# Exercise brief:
Give only the lines from the one containing "the green tree?" through the end of the material below, exactly as written.

BEGIN Recorded information

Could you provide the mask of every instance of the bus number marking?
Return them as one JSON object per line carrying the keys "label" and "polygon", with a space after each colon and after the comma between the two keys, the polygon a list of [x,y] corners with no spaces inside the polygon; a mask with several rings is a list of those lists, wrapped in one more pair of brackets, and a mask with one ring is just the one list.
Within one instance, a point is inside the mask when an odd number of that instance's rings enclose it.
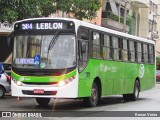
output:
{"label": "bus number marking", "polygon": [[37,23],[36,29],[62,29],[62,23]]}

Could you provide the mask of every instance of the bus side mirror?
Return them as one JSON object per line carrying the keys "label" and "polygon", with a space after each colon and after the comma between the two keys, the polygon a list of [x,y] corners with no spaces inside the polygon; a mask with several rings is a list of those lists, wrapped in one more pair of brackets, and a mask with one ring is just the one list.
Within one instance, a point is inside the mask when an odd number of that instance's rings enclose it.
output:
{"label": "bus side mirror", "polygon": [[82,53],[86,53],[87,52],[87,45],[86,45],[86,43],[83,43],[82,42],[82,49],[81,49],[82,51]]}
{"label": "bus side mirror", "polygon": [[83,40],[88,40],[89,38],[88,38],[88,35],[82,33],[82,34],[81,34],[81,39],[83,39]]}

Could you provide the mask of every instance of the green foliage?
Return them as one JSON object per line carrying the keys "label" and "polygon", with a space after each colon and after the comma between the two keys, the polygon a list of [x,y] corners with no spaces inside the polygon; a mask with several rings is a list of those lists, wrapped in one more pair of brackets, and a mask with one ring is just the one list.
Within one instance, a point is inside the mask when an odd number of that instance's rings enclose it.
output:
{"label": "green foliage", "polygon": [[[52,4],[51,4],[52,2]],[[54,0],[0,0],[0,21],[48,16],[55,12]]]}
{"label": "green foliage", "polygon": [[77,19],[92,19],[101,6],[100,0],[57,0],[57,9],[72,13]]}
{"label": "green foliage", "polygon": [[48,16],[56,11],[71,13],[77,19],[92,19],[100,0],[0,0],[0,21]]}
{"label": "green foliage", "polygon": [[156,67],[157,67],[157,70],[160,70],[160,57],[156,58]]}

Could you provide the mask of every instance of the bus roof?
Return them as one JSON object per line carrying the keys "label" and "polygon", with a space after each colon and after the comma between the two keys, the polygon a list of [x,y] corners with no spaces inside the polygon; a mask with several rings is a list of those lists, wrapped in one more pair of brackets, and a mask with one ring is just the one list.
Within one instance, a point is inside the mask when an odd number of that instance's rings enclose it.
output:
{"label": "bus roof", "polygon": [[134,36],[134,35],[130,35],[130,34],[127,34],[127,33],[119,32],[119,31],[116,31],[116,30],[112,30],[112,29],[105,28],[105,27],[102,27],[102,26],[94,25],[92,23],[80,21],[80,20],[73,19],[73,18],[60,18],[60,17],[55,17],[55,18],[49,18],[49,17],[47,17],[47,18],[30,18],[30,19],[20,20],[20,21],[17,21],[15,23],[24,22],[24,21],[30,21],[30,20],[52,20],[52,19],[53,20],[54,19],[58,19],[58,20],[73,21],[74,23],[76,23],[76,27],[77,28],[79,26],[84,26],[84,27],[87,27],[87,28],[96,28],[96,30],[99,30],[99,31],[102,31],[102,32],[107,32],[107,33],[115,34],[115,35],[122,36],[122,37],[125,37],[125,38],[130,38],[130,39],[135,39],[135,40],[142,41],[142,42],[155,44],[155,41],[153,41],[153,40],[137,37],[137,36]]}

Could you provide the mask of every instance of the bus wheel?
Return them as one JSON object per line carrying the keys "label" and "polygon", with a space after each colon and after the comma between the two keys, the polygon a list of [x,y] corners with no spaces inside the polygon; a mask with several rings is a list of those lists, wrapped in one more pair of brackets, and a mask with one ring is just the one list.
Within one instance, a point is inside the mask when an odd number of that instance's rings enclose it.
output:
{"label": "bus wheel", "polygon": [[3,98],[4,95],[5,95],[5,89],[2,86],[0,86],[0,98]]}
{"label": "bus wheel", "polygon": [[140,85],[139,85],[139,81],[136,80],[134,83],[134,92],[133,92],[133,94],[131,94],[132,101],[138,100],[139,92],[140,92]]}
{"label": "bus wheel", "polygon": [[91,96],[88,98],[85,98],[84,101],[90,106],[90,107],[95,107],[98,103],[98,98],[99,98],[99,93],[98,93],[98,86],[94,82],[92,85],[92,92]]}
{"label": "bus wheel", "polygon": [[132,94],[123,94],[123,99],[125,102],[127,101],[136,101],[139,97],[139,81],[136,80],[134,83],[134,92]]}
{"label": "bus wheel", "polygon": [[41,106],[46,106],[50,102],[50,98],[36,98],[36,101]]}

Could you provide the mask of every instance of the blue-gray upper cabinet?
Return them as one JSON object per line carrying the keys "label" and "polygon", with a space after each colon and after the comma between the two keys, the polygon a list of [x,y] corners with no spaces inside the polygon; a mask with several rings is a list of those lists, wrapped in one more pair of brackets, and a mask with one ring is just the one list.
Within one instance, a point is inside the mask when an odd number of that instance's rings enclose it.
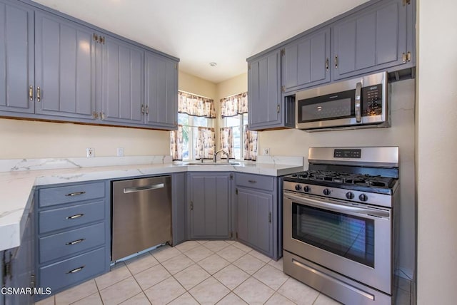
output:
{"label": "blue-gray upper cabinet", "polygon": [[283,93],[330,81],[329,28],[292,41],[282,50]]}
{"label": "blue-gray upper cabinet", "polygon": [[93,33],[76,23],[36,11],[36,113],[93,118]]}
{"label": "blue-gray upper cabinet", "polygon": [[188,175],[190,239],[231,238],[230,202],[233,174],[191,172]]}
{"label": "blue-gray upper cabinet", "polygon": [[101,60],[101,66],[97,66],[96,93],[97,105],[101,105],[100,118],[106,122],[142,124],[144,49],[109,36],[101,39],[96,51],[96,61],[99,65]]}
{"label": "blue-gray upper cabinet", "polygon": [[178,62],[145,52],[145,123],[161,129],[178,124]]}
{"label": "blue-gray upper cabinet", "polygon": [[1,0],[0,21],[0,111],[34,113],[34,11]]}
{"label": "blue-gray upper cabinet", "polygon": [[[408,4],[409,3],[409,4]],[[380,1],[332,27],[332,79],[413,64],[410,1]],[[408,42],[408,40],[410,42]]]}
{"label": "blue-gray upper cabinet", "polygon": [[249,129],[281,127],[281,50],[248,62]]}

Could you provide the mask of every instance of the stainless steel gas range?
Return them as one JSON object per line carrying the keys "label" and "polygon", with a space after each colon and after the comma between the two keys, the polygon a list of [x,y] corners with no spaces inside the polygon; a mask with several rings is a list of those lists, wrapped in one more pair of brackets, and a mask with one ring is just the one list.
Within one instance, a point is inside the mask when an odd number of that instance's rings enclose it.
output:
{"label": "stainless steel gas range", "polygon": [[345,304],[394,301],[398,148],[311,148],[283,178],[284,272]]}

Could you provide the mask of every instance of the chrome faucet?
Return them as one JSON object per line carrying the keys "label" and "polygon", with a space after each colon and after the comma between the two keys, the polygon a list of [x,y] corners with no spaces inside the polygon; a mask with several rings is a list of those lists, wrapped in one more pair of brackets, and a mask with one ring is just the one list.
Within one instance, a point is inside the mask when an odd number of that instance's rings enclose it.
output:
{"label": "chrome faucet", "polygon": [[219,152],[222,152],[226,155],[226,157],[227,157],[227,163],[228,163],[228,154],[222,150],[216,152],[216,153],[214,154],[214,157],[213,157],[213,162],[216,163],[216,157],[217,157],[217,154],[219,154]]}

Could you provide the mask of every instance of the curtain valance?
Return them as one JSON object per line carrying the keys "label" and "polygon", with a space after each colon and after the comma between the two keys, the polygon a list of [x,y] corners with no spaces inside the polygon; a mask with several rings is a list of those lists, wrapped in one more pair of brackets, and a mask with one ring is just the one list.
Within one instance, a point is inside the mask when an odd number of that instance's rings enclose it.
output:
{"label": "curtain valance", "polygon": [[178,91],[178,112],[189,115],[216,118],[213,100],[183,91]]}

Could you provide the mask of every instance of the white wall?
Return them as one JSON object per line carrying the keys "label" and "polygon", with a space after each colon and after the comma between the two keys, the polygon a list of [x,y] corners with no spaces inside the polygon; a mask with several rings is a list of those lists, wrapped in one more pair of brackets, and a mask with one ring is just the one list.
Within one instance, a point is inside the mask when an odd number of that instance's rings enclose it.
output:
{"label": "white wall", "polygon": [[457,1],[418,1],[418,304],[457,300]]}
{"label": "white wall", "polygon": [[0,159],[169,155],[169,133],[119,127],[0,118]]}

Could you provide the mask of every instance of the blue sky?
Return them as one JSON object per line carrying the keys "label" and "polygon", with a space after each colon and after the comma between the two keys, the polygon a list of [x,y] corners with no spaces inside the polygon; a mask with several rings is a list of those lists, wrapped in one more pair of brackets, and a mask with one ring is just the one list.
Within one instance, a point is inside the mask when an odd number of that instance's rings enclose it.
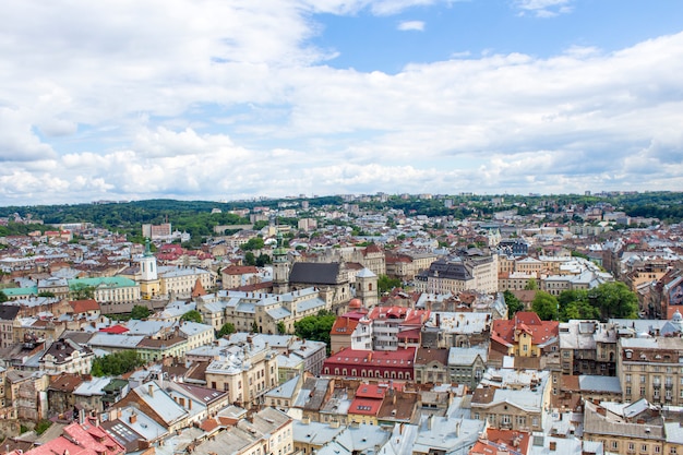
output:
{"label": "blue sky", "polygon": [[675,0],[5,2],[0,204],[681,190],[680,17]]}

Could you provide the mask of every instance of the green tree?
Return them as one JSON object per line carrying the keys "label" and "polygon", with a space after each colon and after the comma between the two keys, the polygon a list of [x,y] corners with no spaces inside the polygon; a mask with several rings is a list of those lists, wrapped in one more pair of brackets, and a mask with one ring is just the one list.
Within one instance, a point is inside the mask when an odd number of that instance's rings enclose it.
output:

END Recorded information

# Answer below:
Could you provide the mask of every instance of the green tree?
Return them as one JSON object per line carrying the keys "label" and "polygon", with a space after each colon and after the comma between the two keys, the polygon a list of [x,y] corners with no spaces inside the polygon; a mask with several rings is a list of those lists, wrapped in one more pair of brackets, and a mask with one ring is just the one list.
Within one instance, a point is inside the mask when an odd number of that instance's rings enclose it.
output:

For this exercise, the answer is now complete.